● YOUR ASSIGNMENT: Output each record verbatim, with pictures left out.

● RECORDS FOR PROCESSING:

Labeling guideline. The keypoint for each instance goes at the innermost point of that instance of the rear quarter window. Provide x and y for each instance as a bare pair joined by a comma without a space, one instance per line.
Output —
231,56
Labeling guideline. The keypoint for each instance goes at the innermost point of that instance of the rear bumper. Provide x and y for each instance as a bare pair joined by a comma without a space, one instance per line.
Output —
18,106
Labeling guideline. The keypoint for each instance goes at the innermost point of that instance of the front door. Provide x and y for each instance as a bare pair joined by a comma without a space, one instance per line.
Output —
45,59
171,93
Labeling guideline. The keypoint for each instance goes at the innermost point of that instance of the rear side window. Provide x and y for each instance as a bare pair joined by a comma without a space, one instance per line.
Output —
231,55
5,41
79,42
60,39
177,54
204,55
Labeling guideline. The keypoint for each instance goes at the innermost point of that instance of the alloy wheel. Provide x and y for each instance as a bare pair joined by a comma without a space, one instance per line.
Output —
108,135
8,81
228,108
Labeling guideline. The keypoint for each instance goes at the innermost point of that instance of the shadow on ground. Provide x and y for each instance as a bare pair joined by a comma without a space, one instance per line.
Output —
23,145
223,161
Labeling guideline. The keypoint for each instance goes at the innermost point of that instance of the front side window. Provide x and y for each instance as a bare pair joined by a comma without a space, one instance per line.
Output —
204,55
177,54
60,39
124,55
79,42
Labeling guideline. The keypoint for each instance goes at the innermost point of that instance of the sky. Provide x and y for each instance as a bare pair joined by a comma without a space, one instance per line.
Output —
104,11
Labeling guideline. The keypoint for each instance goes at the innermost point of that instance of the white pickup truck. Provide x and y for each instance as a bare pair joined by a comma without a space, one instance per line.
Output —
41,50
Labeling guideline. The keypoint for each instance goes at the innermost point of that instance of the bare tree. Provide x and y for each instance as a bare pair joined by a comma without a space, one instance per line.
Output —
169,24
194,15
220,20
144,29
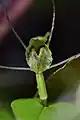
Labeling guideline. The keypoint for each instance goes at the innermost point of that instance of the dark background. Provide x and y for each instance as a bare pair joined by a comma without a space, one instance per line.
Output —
37,21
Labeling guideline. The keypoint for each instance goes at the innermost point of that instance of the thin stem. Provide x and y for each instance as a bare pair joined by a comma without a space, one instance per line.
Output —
64,61
15,68
41,86
17,36
50,37
55,65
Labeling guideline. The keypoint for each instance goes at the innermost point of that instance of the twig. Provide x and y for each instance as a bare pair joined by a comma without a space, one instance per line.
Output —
15,68
52,28
55,65
17,36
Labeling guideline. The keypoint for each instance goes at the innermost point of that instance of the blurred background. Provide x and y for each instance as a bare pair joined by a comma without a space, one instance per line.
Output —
32,18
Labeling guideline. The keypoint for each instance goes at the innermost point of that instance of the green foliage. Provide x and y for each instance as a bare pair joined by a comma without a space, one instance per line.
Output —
65,78
5,115
32,109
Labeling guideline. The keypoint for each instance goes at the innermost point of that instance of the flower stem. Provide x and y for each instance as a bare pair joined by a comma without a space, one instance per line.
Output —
41,86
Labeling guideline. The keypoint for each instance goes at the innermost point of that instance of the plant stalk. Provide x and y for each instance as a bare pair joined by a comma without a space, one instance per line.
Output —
41,86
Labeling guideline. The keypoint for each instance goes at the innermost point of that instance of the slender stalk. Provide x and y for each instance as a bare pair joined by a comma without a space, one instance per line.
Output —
52,28
41,86
17,36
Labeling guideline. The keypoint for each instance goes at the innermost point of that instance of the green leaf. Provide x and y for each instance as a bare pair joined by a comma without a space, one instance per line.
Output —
64,79
32,109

● PROBLEM SOLUTION:
Labeling guideline. The keypoint for each instance goes at the innermost point of that instance of the rear quarter window. Provide x and y for each instance as a bare pair joined by a comma without a space, one instance per line.
Output —
231,56
Labeling guideline. The keypoint for each instance goes at the innermost point of that instance of the rear bumper. Provide x and y for each instance as a bare pair joined by a comma without a space, one instance per line.
Output —
18,106
Labeling guideline. The keypoint for each instance goes at the innermost point of that instance of the front door. Provide x and y for each instance as a bare pair joined by a comma without a space, one instance per line.
Output —
45,59
171,93
Labeling guideline. The keypoint for each instance goes at the innermost point of that instance of the rear side window. Provide x and y for each instance as a bare pair joined by a comma without a space, one instance per line.
Output —
231,55
5,41
79,42
60,39
177,54
204,55
Labeling guideline. The keypoint for each instance goes at the innermost point of that instance of the alloy wheel. Provide x and y for each instance as a bare pair joined by a comma without a space, one instance per line.
Output —
108,135
8,81
228,108
Labeling guideline. The keypoint for each instance goes at the innermost point of that instance of the shadow on ground. Provide x and y for each instance as a bare pair joined by a comma without a space, one instance per line.
Output —
23,145
223,161
Labeling guideline. The keypoint for each instance goes at the innermost point of that instance of the front side window. Provide x and y for each instance as a bare pair joined by a comma without a space, one instance per line.
Output —
204,55
177,54
60,39
124,55
79,42
Labeling guideline. The keypoint for each instance goes at the innermost point of that instance of the sky. Provide x and y for each instance as a bare pair joined by a comma without a space, one instance per line.
Output —
104,11
Labeling guideline. The keypoint for each instance goes at the innermost point of that instance of the white pickup truck. Provide x and y for each instance as a bare pair joined by a comma without a space, one instance per line.
Output —
41,50
Labeling guideline. The keypoint for each instance goes at the innermost point of that instance of the bare tree. Provide x and y for each instance as a bare pair joined by a comma without a space, one instance per line.
Output —
169,24
194,15
220,20
144,29
Labeling guideline. The keypoint for each instance goes at the innermost point of that instance of the dark background. Provide x and y for each instance as a bare pair joined by a comma without a space, one instance per line.
Output —
37,21
Labeling guideline. The keypoint for each instance goes at the innermost point of that instance of the thin stem. Provide x and y for each instance as a bare pair joined by a comma without a space, one instance per line.
Output —
64,61
15,68
41,86
17,36
50,37
55,65
Labeling guideline. The keypoint for each instance goes at the innermost point of that instance of the twig. Provide x and y for each instance as a bare pair joined by a comma without a space, one instance per line.
Output —
15,68
52,28
55,65
17,36
Labeling guideline. The keypoint for each instance goes at the innermost point of that instance of the blurred background. Provide x and y for each instance as a bare pair joined by a comma without a space, one instance per line.
Output —
32,18
Labeling guideline. The keypoint for each instance goes at the innermost point of that instance of the green foliage. Provide x and y for each instance as a bare pair joined by a comma without a space, one instance per line.
Output —
65,78
5,115
32,109
Labeling guideline. The keypoint for each instance goes at the innermost point of that instance of the flower stem. Provide x and y for each instance as a bare pair joined by a comma without a space, one instance per line.
Output —
41,86
Labeling guideline. The keypoint for each instance goes at the innermost point of that instance of the plant stalk. Provide x and y for each instance as a bare pair joined by a comma without a space, one instance per line.
Output —
41,86
Labeling guideline. The keypoint for each instance goes at the innermost point of that instance of the slender stalk. Provide x and y for each instance as a bare pair joined by a comma without a space, one instance per line.
Output —
52,28
41,86
17,36
Labeling guideline. The keypoint for each instance goes at the innermost point of that instance of the green leaf. Provide x and y for each instance as a bare pair joined by a comma without a space, one instance per line.
Output —
64,79
32,109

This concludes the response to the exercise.